TASK PROMPT
Report each line in the data below that contains the string "mountain". Case counts.

RAW DATA
----
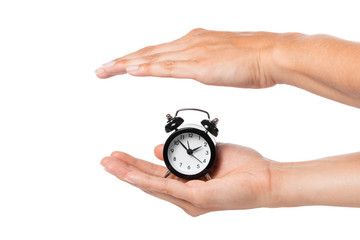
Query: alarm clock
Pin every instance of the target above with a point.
(190, 151)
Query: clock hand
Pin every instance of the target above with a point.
(196, 158)
(182, 144)
(196, 148)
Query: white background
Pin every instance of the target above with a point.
(58, 120)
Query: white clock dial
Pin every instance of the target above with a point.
(189, 153)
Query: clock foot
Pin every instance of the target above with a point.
(166, 174)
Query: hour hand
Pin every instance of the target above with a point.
(196, 148)
(196, 158)
(182, 144)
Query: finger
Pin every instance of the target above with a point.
(100, 73)
(173, 69)
(184, 205)
(175, 45)
(120, 66)
(116, 167)
(145, 166)
(158, 151)
(168, 186)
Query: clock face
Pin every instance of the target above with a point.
(189, 153)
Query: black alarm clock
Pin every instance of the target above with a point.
(190, 151)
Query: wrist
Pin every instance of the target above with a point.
(282, 61)
(287, 189)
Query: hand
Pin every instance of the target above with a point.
(238, 59)
(241, 179)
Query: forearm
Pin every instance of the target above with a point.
(322, 64)
(332, 181)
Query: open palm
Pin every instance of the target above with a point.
(241, 179)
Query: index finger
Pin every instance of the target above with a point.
(168, 186)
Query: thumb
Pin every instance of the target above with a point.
(158, 151)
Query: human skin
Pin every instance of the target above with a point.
(242, 178)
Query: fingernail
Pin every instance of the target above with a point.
(132, 68)
(109, 64)
(99, 70)
(104, 161)
(130, 179)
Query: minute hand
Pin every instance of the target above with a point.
(196, 158)
(196, 148)
(182, 144)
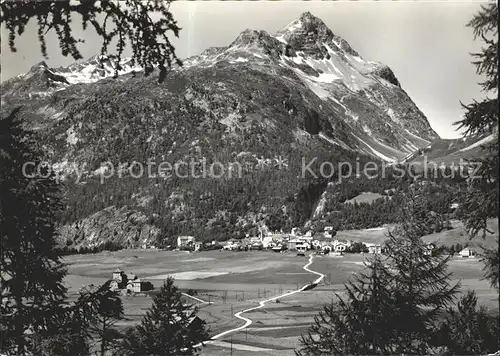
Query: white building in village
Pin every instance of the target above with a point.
(467, 252)
(185, 241)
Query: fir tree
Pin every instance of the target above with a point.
(103, 308)
(143, 25)
(481, 118)
(168, 328)
(31, 271)
(358, 325)
(422, 288)
(393, 309)
(469, 330)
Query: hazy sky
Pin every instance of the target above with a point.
(425, 43)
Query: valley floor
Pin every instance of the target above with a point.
(235, 281)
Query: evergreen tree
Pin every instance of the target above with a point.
(481, 118)
(31, 271)
(168, 328)
(422, 288)
(394, 309)
(359, 325)
(143, 25)
(105, 308)
(469, 330)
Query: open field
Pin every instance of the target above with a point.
(235, 281)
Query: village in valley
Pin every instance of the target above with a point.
(326, 242)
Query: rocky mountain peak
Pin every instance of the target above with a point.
(309, 33)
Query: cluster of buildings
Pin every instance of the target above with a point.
(294, 241)
(129, 282)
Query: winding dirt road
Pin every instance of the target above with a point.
(262, 303)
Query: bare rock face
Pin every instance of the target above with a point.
(302, 92)
(124, 227)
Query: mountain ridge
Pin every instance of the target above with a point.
(306, 94)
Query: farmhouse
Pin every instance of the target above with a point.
(374, 248)
(121, 280)
(292, 244)
(197, 245)
(328, 231)
(428, 249)
(185, 241)
(467, 252)
(134, 285)
(340, 245)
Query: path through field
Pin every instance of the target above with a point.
(262, 303)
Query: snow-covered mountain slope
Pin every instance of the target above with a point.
(453, 151)
(379, 117)
(300, 93)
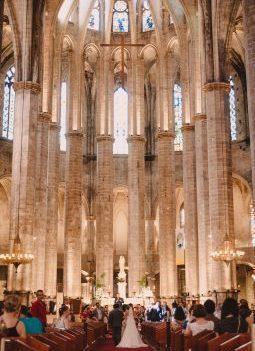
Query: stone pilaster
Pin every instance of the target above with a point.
(190, 206)
(73, 214)
(50, 285)
(40, 217)
(219, 175)
(167, 214)
(203, 225)
(249, 26)
(136, 221)
(104, 212)
(23, 173)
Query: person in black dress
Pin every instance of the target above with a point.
(230, 321)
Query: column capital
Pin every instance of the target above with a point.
(54, 126)
(74, 133)
(134, 138)
(44, 117)
(200, 117)
(27, 85)
(188, 127)
(105, 138)
(225, 86)
(165, 134)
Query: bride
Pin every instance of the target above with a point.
(130, 337)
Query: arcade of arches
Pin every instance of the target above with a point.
(145, 151)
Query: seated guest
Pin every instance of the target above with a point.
(200, 323)
(231, 322)
(13, 327)
(210, 306)
(32, 324)
(179, 321)
(63, 322)
(38, 308)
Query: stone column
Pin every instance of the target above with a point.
(136, 221)
(40, 217)
(220, 175)
(104, 212)
(190, 206)
(249, 25)
(203, 224)
(73, 214)
(23, 174)
(167, 214)
(150, 244)
(50, 285)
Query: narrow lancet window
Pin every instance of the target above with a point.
(9, 105)
(120, 20)
(177, 97)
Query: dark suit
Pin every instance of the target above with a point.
(115, 323)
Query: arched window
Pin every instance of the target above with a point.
(148, 23)
(120, 21)
(63, 110)
(120, 145)
(232, 109)
(94, 17)
(177, 97)
(9, 100)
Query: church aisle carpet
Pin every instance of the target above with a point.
(107, 345)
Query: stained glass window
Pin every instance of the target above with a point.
(232, 109)
(63, 110)
(120, 22)
(148, 23)
(9, 104)
(120, 122)
(94, 17)
(178, 142)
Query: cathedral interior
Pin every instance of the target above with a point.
(127, 128)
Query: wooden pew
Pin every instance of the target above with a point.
(214, 344)
(234, 342)
(245, 347)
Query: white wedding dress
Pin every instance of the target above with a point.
(131, 337)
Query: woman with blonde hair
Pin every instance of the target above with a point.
(13, 327)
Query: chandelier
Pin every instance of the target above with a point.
(228, 253)
(17, 257)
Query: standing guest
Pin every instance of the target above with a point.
(231, 322)
(98, 312)
(210, 307)
(13, 327)
(200, 323)
(119, 300)
(179, 321)
(32, 324)
(63, 322)
(115, 323)
(38, 308)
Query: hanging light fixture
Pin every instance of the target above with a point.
(228, 253)
(17, 257)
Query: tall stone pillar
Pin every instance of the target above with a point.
(104, 212)
(73, 214)
(167, 214)
(40, 217)
(220, 175)
(136, 221)
(249, 25)
(23, 174)
(50, 285)
(204, 238)
(190, 206)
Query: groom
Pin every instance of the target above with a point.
(115, 323)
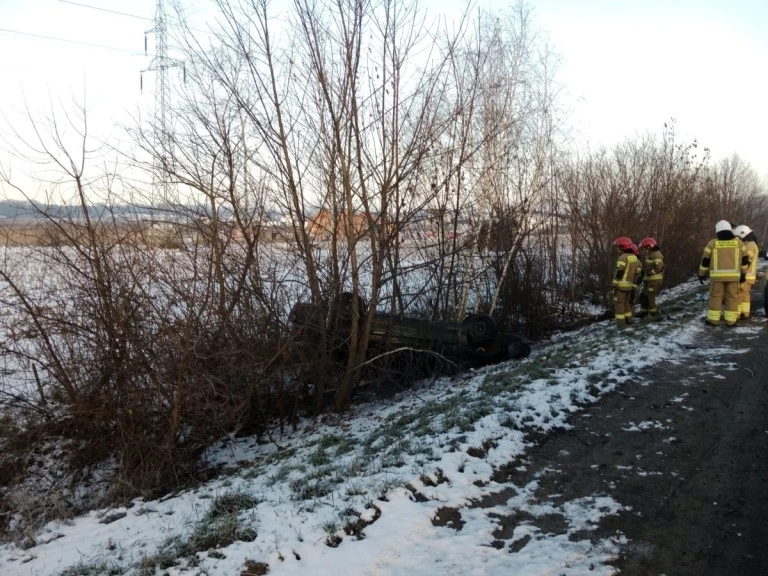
----
FINAL RESULT
Query: rocky mountain peak
Query: mountain ridge
Query: snow-covered mountain slope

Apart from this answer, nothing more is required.